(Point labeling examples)
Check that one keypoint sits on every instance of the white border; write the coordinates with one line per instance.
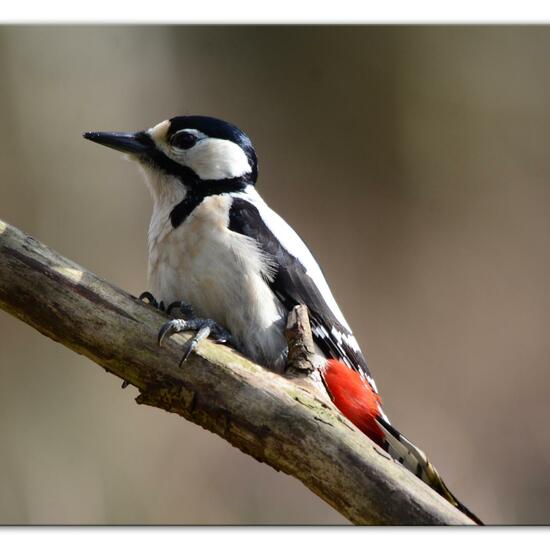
(280, 11)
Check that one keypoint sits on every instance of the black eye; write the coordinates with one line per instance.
(183, 140)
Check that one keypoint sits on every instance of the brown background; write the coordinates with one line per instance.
(413, 160)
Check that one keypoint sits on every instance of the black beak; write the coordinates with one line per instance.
(137, 143)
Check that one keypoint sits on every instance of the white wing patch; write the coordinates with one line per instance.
(294, 245)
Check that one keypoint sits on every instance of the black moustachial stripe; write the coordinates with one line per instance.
(197, 193)
(292, 285)
(197, 189)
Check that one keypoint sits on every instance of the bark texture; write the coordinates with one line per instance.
(263, 414)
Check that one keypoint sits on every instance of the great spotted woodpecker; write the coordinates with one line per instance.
(216, 246)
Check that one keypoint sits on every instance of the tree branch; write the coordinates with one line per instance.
(263, 414)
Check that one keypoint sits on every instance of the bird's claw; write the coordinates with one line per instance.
(204, 328)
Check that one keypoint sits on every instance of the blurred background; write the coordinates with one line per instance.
(414, 162)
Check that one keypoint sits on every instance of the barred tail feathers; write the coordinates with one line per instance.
(356, 399)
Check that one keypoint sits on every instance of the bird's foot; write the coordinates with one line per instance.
(185, 309)
(148, 298)
(203, 327)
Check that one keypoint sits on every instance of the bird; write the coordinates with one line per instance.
(235, 269)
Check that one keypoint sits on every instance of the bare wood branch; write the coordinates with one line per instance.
(261, 413)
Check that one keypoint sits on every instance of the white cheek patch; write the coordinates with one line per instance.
(213, 159)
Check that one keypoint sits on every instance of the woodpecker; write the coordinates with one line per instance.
(235, 268)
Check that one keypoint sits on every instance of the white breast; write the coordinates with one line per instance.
(221, 274)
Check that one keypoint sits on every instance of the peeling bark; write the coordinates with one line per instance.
(265, 415)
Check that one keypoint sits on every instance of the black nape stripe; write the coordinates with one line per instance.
(199, 191)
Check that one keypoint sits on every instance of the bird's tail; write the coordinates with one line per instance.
(402, 450)
(358, 401)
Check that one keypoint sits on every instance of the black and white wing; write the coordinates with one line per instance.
(297, 278)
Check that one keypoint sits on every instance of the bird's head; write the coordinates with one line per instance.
(188, 154)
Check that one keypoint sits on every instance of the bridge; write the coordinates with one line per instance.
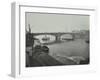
(57, 35)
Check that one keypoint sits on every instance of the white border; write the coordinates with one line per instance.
(19, 66)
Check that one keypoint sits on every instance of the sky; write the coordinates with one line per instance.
(43, 22)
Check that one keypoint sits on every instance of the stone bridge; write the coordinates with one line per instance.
(57, 35)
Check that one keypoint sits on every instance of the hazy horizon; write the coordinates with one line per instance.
(42, 22)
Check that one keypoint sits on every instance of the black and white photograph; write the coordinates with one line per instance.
(55, 39)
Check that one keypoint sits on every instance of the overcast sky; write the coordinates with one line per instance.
(40, 22)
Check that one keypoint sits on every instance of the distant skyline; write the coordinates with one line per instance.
(41, 22)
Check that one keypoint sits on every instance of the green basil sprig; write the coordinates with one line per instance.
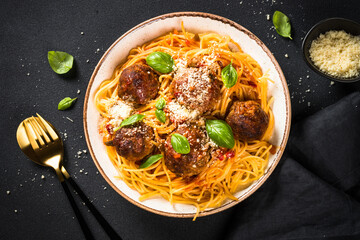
(282, 24)
(130, 121)
(229, 75)
(160, 115)
(221, 133)
(160, 104)
(60, 62)
(65, 103)
(151, 160)
(160, 61)
(180, 143)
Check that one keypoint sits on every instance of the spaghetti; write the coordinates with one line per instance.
(229, 170)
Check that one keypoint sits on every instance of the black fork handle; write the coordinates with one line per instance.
(102, 221)
(83, 225)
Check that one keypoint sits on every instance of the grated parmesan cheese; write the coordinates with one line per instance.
(337, 53)
(180, 113)
(119, 111)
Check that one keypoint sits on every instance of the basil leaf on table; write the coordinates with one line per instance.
(130, 120)
(282, 24)
(160, 104)
(221, 133)
(160, 61)
(160, 115)
(65, 103)
(180, 143)
(151, 160)
(229, 75)
(60, 62)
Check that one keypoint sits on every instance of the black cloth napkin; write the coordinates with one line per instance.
(314, 193)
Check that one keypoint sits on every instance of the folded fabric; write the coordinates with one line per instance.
(305, 197)
(328, 143)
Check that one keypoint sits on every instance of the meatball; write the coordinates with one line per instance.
(247, 120)
(187, 165)
(134, 142)
(196, 89)
(138, 84)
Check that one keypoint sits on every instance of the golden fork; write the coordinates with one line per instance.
(40, 141)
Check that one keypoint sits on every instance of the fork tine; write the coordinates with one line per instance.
(31, 135)
(40, 130)
(48, 128)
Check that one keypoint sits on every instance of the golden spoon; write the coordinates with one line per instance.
(39, 140)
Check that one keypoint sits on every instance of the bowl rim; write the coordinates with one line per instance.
(310, 63)
(281, 147)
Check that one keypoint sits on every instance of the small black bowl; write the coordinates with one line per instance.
(323, 26)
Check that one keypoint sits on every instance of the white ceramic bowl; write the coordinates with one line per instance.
(198, 23)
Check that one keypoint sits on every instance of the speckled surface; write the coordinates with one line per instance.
(32, 207)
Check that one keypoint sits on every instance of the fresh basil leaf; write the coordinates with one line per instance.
(65, 103)
(151, 160)
(221, 133)
(60, 62)
(229, 75)
(282, 24)
(180, 143)
(160, 115)
(160, 104)
(160, 61)
(130, 120)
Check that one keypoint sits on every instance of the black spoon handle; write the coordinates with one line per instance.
(78, 214)
(102, 221)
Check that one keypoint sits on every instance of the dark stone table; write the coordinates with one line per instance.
(32, 202)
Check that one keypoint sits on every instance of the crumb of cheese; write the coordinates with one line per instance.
(337, 53)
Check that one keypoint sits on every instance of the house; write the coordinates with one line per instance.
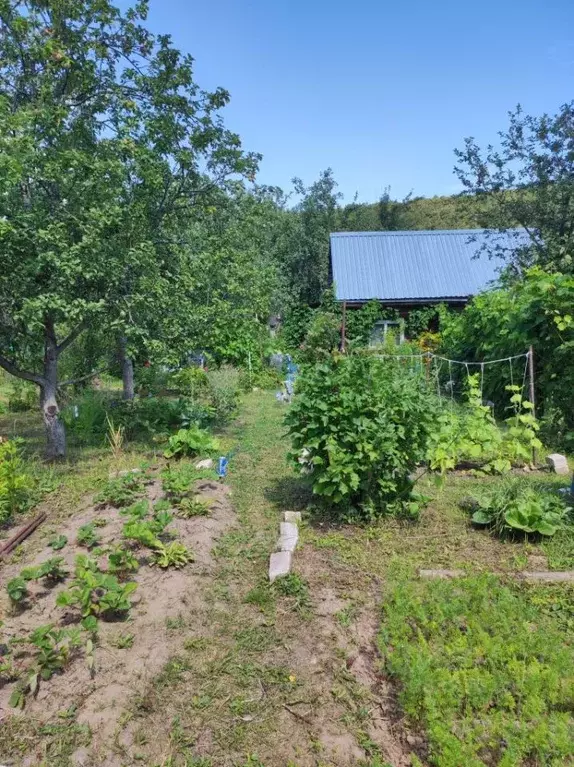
(408, 270)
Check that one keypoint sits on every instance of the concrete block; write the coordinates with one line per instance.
(441, 574)
(292, 516)
(558, 463)
(279, 565)
(288, 537)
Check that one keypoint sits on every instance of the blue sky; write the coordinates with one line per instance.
(381, 92)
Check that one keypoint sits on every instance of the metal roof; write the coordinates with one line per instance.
(414, 265)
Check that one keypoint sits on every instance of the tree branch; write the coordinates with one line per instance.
(23, 374)
(72, 337)
(74, 381)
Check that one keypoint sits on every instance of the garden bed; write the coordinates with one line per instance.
(131, 650)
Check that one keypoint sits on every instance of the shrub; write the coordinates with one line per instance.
(192, 441)
(359, 425)
(514, 507)
(485, 673)
(16, 487)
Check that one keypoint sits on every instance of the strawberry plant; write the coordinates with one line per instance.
(174, 554)
(58, 542)
(52, 648)
(122, 561)
(141, 532)
(120, 492)
(96, 593)
(17, 590)
(87, 536)
(138, 510)
(193, 507)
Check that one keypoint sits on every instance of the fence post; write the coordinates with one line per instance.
(532, 396)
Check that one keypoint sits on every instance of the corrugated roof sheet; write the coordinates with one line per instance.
(415, 265)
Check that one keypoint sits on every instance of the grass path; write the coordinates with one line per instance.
(264, 679)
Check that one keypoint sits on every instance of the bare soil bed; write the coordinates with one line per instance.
(99, 699)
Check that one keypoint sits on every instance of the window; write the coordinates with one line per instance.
(382, 327)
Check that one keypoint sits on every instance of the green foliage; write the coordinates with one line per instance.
(120, 492)
(17, 590)
(51, 649)
(96, 593)
(322, 338)
(193, 507)
(122, 561)
(87, 536)
(58, 542)
(142, 532)
(514, 506)
(481, 670)
(192, 441)
(179, 481)
(535, 310)
(358, 426)
(175, 554)
(16, 490)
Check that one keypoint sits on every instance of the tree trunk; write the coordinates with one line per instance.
(55, 430)
(127, 369)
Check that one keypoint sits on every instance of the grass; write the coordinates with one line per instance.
(486, 675)
(252, 652)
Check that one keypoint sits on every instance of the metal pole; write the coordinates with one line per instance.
(532, 397)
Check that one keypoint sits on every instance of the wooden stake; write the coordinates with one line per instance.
(532, 396)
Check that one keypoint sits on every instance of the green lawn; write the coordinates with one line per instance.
(352, 660)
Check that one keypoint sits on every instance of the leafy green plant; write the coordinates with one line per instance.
(358, 426)
(52, 570)
(520, 439)
(96, 593)
(175, 554)
(139, 510)
(17, 590)
(192, 441)
(87, 536)
(16, 489)
(480, 669)
(120, 492)
(193, 507)
(515, 507)
(52, 650)
(122, 561)
(142, 532)
(58, 542)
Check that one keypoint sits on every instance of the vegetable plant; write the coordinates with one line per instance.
(52, 650)
(120, 492)
(87, 536)
(58, 542)
(359, 425)
(96, 593)
(175, 554)
(122, 561)
(193, 507)
(516, 507)
(192, 441)
(142, 532)
(15, 484)
(17, 590)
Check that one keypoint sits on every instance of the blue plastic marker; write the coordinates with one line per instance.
(222, 466)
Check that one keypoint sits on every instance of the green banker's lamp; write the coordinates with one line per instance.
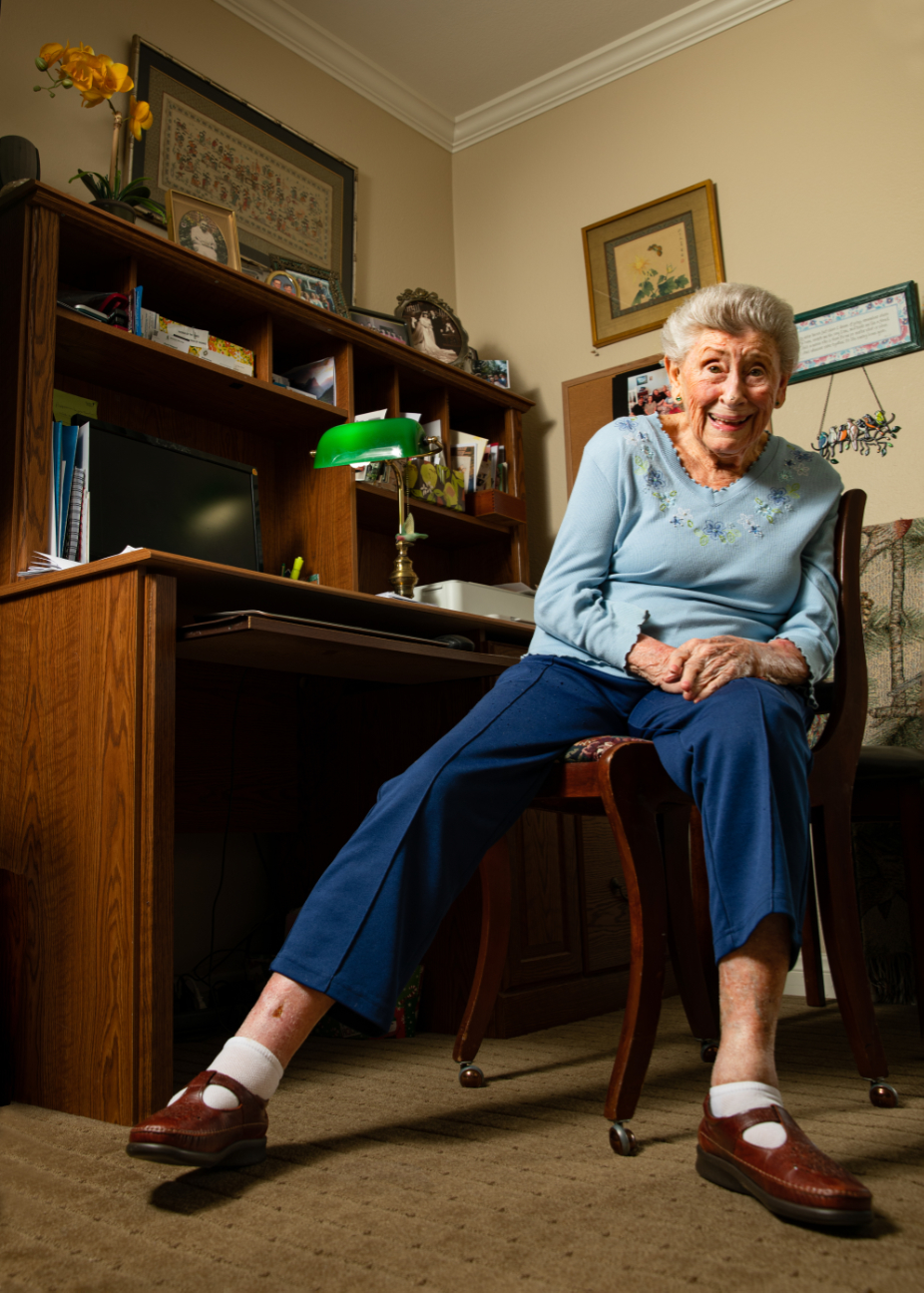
(385, 440)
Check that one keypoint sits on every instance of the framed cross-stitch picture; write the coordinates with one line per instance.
(288, 196)
(643, 262)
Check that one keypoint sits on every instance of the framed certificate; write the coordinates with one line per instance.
(858, 331)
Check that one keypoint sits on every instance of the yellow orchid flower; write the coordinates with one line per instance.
(106, 79)
(140, 117)
(82, 66)
(51, 53)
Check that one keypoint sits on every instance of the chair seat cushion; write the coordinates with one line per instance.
(887, 761)
(591, 749)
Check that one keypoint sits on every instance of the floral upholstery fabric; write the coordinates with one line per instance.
(892, 597)
(591, 749)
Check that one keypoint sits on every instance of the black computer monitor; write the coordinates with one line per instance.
(150, 493)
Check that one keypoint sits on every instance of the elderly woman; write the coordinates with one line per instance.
(689, 600)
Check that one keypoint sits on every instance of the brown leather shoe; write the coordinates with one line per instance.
(192, 1135)
(795, 1180)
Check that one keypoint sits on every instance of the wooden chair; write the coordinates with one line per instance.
(889, 786)
(660, 839)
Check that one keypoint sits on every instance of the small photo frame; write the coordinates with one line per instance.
(858, 331)
(496, 371)
(643, 391)
(319, 287)
(203, 227)
(283, 282)
(433, 328)
(643, 262)
(385, 324)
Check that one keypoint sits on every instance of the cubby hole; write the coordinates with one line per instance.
(281, 462)
(375, 385)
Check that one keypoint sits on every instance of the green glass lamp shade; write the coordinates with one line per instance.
(370, 441)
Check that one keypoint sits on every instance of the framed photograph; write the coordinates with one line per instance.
(858, 331)
(496, 371)
(643, 391)
(283, 282)
(386, 324)
(318, 286)
(291, 197)
(642, 262)
(203, 227)
(432, 327)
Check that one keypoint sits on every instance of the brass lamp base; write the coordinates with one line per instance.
(403, 576)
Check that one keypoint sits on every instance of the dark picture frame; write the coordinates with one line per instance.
(385, 324)
(318, 223)
(644, 261)
(433, 327)
(630, 378)
(858, 331)
(184, 214)
(319, 287)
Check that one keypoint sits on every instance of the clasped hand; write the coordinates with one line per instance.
(698, 667)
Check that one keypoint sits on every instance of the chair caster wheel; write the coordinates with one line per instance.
(883, 1095)
(622, 1140)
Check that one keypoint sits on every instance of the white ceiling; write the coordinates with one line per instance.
(462, 70)
(462, 53)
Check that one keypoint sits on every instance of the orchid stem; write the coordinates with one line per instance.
(117, 127)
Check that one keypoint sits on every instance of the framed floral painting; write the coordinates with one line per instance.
(642, 262)
(288, 196)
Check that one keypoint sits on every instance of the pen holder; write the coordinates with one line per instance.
(432, 484)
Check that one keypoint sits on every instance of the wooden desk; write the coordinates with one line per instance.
(90, 675)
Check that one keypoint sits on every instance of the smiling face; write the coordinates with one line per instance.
(729, 387)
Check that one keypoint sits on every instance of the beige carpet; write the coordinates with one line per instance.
(384, 1174)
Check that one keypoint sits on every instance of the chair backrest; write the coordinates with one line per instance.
(845, 698)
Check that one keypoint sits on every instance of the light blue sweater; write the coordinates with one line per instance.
(644, 549)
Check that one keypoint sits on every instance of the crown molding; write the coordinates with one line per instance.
(608, 64)
(332, 56)
(698, 21)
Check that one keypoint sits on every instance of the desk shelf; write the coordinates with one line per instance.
(342, 529)
(135, 365)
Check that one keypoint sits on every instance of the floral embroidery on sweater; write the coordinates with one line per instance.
(777, 503)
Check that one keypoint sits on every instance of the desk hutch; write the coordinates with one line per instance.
(115, 724)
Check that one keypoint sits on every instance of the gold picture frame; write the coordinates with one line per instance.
(283, 282)
(203, 227)
(643, 262)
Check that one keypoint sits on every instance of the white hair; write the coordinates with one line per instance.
(732, 308)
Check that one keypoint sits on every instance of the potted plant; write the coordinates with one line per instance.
(99, 78)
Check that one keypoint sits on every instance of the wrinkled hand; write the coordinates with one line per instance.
(701, 664)
(698, 667)
(653, 660)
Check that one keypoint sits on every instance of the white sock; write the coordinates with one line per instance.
(738, 1097)
(248, 1063)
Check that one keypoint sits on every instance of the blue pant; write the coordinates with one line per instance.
(740, 754)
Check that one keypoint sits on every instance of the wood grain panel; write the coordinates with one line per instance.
(546, 931)
(262, 741)
(69, 694)
(605, 905)
(33, 480)
(154, 851)
(13, 306)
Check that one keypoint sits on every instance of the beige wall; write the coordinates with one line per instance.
(395, 249)
(809, 122)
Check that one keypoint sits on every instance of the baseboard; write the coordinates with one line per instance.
(795, 979)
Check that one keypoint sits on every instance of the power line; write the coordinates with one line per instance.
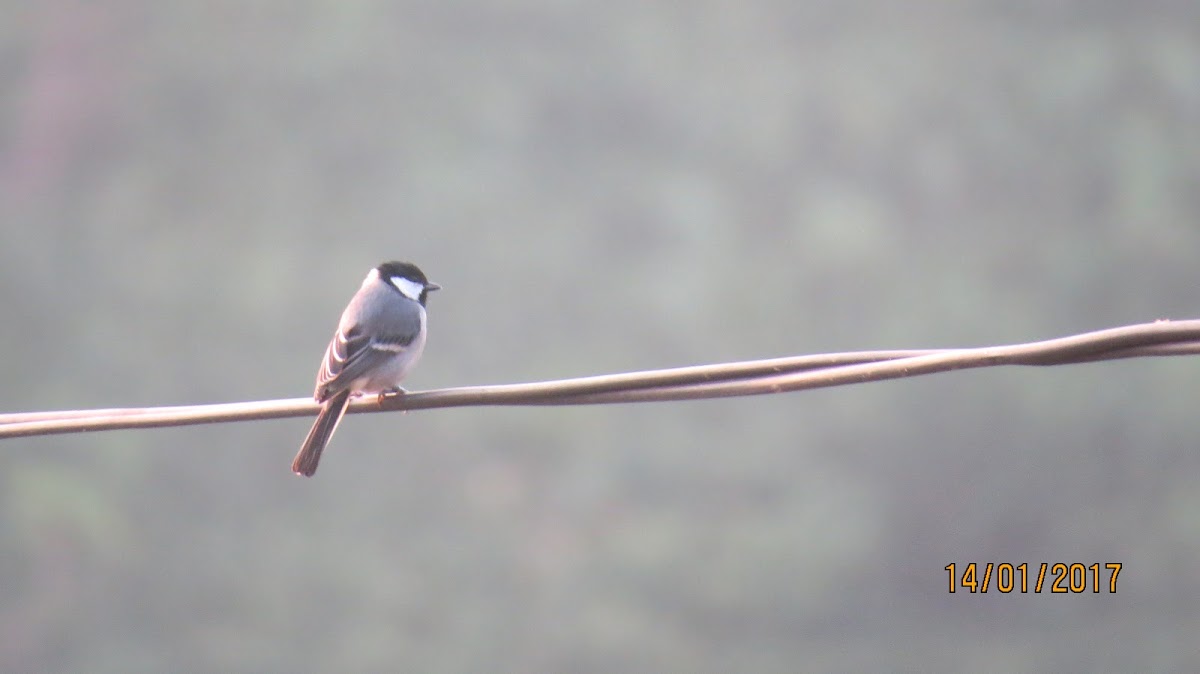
(719, 380)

> **Direction**
Repeat exactly the lines from the one holding "Check that one keypoint sits on every instance of the wrinkled" through the last line of the entries, both included; the pictures do not belong in the copy.

> **Task response**
Check that one keypoint sits on every instance of the wrinkled hand; write the coordinates with one line per instance.
(701, 664)
(698, 667)
(653, 660)
Check that one keypoint sits on every instance of the white sock; write the coordinates with one line per instance.
(738, 1097)
(248, 1063)
Check that one keypoint sits on every instance of the blue pant; write the coordinates with one line per instance.
(740, 754)
Check that one keypoint sits on every instance of the wood grain panel; write the coordinates with one line per instance.
(546, 931)
(262, 741)
(69, 694)
(605, 905)
(33, 480)
(154, 851)
(13, 306)
Check that one keypoint sits on every instance of the beige wall; write the coordinates with one line per instance.
(395, 249)
(809, 122)
Check that one keypoint sits on every instance of the baseboard; write the coordinates with one line per instance.
(795, 979)
Check that one keypoint sits on every instance of the power line; write the coordinates with one line per instance.
(719, 380)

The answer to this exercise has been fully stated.